* Goal A *
Put everything in the listing below, from the line containing "paper, then give the position of each instance." down through the end of the listing, into a numbered list, leaving out any blank lines.

* Document extract *
>>>

There was a lot of whining of that sort and tantrums at rehearsals whenever he turned up to conduct. When concertmasters and section leaders who had liked making the beginner look good began letting his inexperience show, the going got tough in important places for Maestro Mike. In Boston he had moved up as rapidly as a corporate board chairman’s son-in-law: from assistant to associate to principal guest conductor in three years. But in 1973 when the top baton became available, he didn’t get it (Seiji Ozawa did).

Thomas had settled earlier for a less glittering prize: music director of the second-rank Buffalo Philharmonic. Soon there were grumblings in that city too. Those putting up the money to get their orchestra back to work after a strike were not amused by the young maestro’s conduct offstage. He had a rope swing rigged in his living room and padded around the downtown streets in his tennis whites. Neither his players nor his patrons ever knew for sure what music really struck the young man’s fancy. He said he sang snatches of Monteverdi motets on peaks of Utah’s Monument Valley, where he liked to walk alone. He played back-up piano for Sarah Vaughan, wrote songs with Art Garfunkel, savored the Rolling Stones and danced until dawn on visits to Manhattan’s Studio 54. All of which kept that clergyman-sized moniker of his appearing in places where the Buffalo board of directors wished it would not.

Two years ago Thomas was arrested in New York after airport customs inspectors reportedly found a small amount of cocaine, three marijuana cigarettes and three and a half Dexedrine capsules in his luggage. The charge was plea-bargained down to disorderly conduct. It cost him a $150 fine and a temporary loss of his exuberance. “I was in a certain state of lamentation after that,” he admits.

<<<

* Supplied information *

>>>

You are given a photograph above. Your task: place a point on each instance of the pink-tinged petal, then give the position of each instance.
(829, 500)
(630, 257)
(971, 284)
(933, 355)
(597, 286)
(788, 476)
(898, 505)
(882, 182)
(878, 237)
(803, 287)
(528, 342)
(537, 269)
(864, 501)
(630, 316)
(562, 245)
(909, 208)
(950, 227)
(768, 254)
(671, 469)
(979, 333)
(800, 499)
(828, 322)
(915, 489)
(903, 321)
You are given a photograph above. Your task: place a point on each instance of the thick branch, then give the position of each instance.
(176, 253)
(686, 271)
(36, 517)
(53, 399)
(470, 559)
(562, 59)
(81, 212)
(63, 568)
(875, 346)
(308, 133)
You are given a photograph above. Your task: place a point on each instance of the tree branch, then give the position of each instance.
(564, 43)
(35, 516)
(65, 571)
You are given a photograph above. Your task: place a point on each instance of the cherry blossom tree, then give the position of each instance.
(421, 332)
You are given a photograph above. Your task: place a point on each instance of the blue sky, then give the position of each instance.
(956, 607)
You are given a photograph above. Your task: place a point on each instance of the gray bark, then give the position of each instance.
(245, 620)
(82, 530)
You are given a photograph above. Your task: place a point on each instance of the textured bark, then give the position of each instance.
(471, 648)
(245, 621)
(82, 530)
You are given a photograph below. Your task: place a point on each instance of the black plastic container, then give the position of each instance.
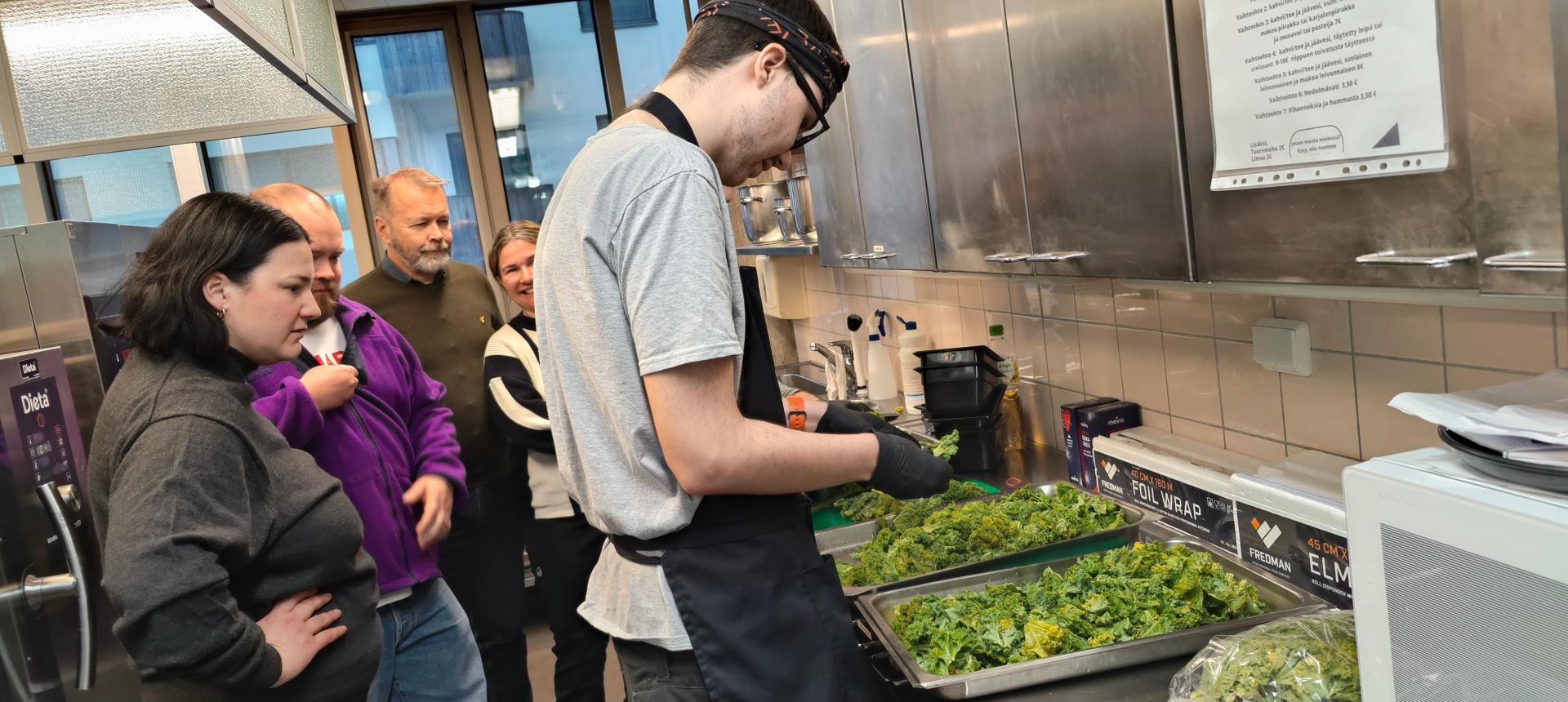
(960, 390)
(979, 439)
(940, 358)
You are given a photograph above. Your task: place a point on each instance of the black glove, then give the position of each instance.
(844, 420)
(906, 470)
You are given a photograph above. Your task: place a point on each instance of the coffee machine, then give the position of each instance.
(57, 286)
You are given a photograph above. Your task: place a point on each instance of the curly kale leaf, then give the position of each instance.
(924, 540)
(1102, 599)
(875, 504)
(947, 447)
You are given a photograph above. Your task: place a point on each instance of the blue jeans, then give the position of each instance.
(429, 651)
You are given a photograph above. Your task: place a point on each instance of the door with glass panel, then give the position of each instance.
(414, 112)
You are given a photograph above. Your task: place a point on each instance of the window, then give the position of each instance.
(303, 157)
(626, 13)
(412, 117)
(129, 187)
(11, 211)
(647, 49)
(546, 96)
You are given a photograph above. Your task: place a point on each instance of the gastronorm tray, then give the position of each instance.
(844, 541)
(1283, 601)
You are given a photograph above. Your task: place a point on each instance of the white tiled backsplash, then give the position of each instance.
(1187, 358)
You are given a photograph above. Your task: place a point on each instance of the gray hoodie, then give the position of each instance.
(204, 519)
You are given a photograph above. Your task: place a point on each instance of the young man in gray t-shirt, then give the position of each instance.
(644, 320)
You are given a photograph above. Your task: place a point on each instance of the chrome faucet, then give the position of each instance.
(830, 369)
(850, 381)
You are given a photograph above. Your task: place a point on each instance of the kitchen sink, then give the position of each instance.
(802, 383)
(804, 376)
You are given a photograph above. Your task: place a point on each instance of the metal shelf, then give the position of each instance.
(784, 248)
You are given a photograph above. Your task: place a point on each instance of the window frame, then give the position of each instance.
(586, 16)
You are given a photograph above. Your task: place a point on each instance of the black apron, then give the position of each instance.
(764, 610)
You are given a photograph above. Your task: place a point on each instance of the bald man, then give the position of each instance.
(359, 402)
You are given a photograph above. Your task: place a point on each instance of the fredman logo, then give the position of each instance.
(1269, 531)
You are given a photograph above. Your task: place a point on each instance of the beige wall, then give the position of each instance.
(1187, 359)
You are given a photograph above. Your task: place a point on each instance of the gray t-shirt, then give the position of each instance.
(635, 274)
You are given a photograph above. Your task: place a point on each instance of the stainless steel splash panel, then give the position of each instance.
(963, 95)
(891, 171)
(836, 196)
(1098, 124)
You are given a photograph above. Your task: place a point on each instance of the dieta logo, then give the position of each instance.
(1269, 531)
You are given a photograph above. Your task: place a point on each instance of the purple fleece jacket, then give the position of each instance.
(392, 431)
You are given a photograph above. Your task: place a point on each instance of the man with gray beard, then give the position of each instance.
(448, 312)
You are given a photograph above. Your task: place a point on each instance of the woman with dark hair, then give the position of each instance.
(233, 562)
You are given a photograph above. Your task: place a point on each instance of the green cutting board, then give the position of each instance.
(826, 519)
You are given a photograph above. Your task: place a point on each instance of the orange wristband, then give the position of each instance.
(797, 411)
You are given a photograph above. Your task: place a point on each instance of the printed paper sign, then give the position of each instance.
(1324, 90)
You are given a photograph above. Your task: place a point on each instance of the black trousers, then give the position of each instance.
(567, 550)
(482, 560)
(654, 674)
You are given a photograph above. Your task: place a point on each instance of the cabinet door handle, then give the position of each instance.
(1429, 260)
(1525, 260)
(1058, 255)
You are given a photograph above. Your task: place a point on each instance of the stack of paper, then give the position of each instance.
(1525, 420)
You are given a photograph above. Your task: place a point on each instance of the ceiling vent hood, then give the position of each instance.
(96, 76)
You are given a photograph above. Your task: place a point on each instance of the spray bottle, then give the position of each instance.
(880, 383)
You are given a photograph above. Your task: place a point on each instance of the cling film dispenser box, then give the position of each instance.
(1070, 417)
(1291, 518)
(1099, 422)
(1194, 495)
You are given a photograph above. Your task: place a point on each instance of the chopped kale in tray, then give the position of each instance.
(925, 538)
(1121, 594)
(877, 504)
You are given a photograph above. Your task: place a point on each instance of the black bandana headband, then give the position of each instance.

<<<

* Goal B *
Transcribe the entire passage above about the conductor Thomas word for word.

* Full output A *
1. You are given a photograph above. Your task: place a point on each instance of the stack of paper, then give the position of each instance.
2. (1525, 420)
3. You are given a photograph above. Your task: place a point on each instance of the ceiling vent hood, then give the position of each instance.
4. (96, 76)
5. You are given a photograph above. Your task: place a point on each instance of the spray bottle, then give the position of each instance.
6. (880, 383)
7. You are given a photograph above. Your task: place a point on each instance of the cling film dispenser box, then give the position of each instance.
8. (1070, 417)
9. (1291, 518)
10. (1099, 422)
11. (1194, 495)
12. You are given a photograph above. Your task: place a point on each instance of the chopped kale in tray, then give the position of each instance.
13. (925, 538)
14. (1121, 594)
15. (877, 504)
16. You are given a photograph above. Your task: place a point on each instance of the black bandana headband, then give the position of each instance.

* Full output B *
There was a lot of whining of that sort and tantrums at rehearsals whenever he turned up to conduct. When concertmasters and section leaders who had liked making the beginner look good began letting his inexperience show, the going got tough in important places for Maestro Mike. In Boston he had moved up as rapidly as a corporate board chairman’s son-in-law: from assistant to associate to principal guest conductor in three years. But in 1973 when the top baton became available, he didn’t get it (Seiji Ozawa did).

Thomas had settled earlier for a less glittering prize: music director of the second-rank Buffalo Philharmonic. Soon there were grumblings in that city too. Those putting up the money to get their orchestra back to work after a strike were not amused by the young maestro’s conduct offstage. He had a rope swing rigged in his living room and padded around the downtown streets in his tennis whites. Neither his players nor his patrons ever knew for sure what music really struck the young man’s fancy. He said he sang snatches of Monteverdi motets on peaks of Utah’s Monument Valley, where he liked to walk alone. He played back-up piano for Sarah Vaughan, wrote songs with Art Garfunkel, savored the Rolling Stones and danced until dawn on visits to Manhattan’s Studio 54. All of which kept that clergyman-sized moniker of his appearing in places where the Buffalo board of directors wished it would not.

Two years ago Thomas was arrested in New York after airport customs inspectors reportedly found a small amount of cocaine, three marijuana cigarettes and three and a half Dexedrine capsules in his luggage. The charge was plea-bargained down to disorderly conduct. It cost him a $150 fine and a temporary loss of his exuberance. “I was in a certain state of lamentation after that,” he admits.